PROBLEM DESCRIPTION >>
Can you put every line from the start of the records up to and including the line with "370L698 367L680 365L679" into a JSON list of strings, one string per line, with blank lines and pictures left out?

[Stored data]
───

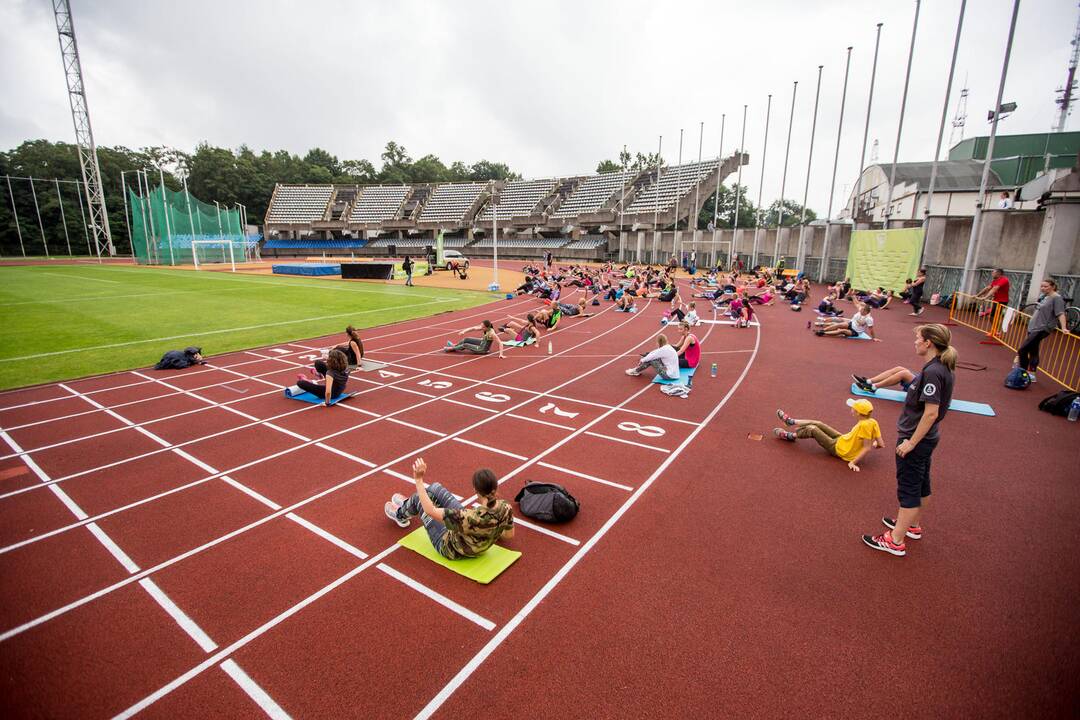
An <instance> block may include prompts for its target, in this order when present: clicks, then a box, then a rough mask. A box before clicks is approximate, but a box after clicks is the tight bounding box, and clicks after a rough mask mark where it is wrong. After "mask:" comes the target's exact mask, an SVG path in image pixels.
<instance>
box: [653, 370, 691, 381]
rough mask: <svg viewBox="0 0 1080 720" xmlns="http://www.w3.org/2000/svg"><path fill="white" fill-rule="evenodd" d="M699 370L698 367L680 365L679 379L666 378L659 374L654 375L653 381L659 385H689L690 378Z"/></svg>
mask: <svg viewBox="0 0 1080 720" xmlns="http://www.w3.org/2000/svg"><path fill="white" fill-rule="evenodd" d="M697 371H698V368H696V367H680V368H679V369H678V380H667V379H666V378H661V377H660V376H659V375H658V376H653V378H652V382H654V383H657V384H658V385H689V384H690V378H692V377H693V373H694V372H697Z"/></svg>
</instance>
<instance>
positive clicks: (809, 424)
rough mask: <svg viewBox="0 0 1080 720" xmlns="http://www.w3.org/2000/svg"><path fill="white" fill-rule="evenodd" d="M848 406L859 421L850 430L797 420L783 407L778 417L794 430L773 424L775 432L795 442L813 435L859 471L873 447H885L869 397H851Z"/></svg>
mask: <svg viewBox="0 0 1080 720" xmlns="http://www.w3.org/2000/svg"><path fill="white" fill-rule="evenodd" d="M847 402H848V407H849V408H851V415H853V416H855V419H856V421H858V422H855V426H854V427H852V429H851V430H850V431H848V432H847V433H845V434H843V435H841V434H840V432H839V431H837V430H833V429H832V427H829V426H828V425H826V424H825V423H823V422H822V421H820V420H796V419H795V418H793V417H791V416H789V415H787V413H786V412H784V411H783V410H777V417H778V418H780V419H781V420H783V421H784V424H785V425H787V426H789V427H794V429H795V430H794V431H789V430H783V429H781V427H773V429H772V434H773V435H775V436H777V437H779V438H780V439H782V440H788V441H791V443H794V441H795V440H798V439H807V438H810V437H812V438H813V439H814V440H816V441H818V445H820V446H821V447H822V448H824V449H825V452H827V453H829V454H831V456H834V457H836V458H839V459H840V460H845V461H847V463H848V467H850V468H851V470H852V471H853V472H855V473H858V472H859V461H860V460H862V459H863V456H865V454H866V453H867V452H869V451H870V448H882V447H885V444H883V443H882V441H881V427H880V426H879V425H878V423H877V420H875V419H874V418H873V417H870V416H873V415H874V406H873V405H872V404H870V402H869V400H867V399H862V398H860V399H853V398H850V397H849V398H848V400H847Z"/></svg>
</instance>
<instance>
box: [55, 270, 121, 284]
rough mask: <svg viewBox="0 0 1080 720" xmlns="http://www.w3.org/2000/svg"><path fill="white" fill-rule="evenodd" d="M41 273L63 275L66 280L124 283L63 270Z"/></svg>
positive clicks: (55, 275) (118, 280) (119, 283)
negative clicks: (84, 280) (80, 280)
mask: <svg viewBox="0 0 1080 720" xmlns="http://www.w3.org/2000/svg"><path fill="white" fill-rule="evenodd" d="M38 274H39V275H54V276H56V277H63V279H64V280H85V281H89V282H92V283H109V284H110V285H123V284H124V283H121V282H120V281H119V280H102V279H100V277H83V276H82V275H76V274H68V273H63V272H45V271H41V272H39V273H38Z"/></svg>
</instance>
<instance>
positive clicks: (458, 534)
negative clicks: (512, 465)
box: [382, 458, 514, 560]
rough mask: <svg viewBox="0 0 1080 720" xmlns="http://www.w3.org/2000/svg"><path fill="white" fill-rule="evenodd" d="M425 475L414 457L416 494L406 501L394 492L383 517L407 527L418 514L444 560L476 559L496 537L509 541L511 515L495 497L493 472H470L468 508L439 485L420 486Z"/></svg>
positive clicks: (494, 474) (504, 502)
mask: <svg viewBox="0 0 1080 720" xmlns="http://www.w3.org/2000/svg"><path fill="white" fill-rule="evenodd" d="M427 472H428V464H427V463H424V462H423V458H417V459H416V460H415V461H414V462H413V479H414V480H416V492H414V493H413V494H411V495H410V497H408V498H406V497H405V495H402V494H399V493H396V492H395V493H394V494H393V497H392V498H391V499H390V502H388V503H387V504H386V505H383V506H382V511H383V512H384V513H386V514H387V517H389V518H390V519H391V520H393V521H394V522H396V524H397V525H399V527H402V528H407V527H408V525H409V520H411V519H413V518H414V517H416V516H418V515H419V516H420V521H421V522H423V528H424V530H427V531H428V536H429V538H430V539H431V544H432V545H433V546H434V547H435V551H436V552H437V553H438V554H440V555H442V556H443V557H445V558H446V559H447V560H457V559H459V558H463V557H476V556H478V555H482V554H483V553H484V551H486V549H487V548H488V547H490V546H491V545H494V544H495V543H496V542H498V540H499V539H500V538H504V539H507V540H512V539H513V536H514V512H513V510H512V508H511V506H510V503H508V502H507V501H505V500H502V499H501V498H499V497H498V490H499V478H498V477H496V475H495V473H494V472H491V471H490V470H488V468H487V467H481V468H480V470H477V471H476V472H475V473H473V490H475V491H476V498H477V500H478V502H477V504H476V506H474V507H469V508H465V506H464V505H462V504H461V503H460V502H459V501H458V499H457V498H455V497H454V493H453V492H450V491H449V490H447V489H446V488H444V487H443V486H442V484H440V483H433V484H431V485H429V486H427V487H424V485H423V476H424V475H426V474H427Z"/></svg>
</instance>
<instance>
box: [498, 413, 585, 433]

───

RESULT OF THIS TASK >>
[
  "An <instance> block may include prompts for its target, in this order when present: clicks, then a box, then a rough mask. A box before clicks is approximate, but a box after clicks is the tight bounding box, and clicks after a rough mask mark where it is wrong. After \"mask:\" comes the target's exact mask, an SVG path in image pixels.",
  "<instance>",
  "box: [653, 370, 691, 381]",
  "rough mask: <svg viewBox=\"0 0 1080 720\" xmlns=\"http://www.w3.org/2000/svg\"><path fill=\"white\" fill-rule=\"evenodd\" d=\"M699 370L698 367L680 365L679 379L666 378L659 374L654 375L653 381L659 385H689L690 378Z\"/></svg>"
]